▶ _WHAT YOU HAVE TO DO_
Rewrite the records between the lines holding "target: sepia photograph" and "[[[253,1],[0,3],[0,160],[255,160]]]", inclusive, reproducing every line, requests included. Multiply each polygon vertex coordinate in the answers by 0.2 and round to whole numbers, halves up.

Data entries:
## BEGIN

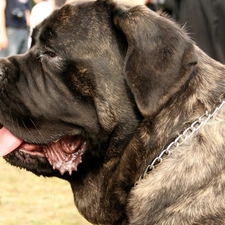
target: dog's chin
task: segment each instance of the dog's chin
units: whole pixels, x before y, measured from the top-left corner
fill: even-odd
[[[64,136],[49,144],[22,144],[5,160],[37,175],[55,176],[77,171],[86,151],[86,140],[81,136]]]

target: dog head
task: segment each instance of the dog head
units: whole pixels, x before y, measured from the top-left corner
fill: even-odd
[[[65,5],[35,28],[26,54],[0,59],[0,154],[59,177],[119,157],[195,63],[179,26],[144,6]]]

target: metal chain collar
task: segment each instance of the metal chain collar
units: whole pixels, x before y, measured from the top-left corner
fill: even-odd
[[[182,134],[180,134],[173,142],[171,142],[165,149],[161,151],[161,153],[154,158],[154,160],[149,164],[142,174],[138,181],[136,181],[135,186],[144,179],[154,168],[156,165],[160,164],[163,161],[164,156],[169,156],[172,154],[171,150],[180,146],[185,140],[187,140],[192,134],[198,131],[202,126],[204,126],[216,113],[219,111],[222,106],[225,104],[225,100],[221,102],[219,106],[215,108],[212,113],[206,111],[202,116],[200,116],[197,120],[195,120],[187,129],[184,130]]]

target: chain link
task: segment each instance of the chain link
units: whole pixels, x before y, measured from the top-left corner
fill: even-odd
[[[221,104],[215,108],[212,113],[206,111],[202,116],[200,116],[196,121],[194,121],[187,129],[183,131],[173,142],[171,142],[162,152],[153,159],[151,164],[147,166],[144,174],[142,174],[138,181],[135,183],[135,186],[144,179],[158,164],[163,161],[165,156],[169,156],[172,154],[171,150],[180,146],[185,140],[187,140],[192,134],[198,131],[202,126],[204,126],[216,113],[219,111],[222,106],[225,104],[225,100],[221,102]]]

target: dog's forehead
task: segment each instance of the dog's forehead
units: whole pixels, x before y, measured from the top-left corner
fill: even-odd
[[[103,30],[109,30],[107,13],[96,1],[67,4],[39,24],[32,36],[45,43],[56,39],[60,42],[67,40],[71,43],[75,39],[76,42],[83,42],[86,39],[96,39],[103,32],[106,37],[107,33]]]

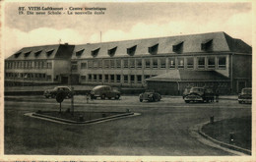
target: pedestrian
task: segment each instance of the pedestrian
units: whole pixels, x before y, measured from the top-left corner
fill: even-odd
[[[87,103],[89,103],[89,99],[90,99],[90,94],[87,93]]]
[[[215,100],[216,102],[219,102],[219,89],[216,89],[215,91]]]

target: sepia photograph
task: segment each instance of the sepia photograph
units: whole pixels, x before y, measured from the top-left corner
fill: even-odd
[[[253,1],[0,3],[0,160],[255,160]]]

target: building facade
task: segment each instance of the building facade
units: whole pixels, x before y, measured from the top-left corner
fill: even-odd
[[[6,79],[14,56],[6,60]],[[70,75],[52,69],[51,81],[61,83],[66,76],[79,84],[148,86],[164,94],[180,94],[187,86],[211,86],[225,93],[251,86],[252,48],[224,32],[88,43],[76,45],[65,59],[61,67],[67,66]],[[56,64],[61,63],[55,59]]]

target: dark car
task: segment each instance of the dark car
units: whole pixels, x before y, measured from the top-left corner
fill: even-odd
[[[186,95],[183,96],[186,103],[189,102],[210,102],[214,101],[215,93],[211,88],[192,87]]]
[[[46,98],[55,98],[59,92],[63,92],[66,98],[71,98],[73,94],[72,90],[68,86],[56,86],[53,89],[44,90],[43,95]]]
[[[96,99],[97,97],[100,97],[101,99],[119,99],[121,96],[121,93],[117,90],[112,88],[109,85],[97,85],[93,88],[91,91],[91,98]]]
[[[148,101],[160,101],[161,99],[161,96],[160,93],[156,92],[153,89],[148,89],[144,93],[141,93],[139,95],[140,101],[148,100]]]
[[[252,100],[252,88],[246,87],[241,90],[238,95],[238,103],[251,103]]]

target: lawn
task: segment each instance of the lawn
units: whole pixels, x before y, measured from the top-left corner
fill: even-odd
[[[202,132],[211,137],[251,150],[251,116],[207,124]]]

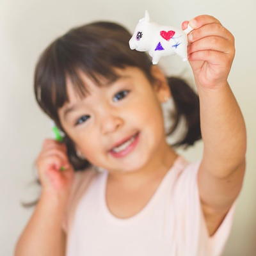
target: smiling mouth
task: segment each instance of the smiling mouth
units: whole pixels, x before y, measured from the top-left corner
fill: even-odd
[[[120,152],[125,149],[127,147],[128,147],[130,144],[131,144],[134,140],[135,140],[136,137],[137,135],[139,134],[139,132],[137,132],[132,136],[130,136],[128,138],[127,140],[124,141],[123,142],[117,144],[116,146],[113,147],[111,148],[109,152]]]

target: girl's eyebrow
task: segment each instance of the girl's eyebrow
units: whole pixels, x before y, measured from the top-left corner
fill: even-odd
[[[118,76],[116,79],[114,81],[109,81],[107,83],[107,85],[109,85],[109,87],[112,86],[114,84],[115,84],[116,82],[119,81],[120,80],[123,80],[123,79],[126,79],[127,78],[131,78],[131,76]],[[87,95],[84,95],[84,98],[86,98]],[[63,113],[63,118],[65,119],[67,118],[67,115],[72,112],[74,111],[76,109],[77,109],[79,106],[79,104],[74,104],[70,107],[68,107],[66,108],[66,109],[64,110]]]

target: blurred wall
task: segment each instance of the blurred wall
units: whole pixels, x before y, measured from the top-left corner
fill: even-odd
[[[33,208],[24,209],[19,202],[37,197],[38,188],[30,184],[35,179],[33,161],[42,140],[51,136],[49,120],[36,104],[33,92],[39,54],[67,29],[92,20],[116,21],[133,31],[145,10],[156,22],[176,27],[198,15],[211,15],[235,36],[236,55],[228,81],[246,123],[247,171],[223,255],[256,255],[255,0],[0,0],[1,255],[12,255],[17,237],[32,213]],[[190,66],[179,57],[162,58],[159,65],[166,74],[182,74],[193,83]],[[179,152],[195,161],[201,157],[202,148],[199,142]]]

## END

▶ _EXERCISE SOLUTION_
target: sepia photograph
task: segment each instance of the sepia photograph
units: whole pixels, x before y, measured from the top-left corner
fill: even-odd
[[[51,0],[0,1],[0,32],[51,32]]]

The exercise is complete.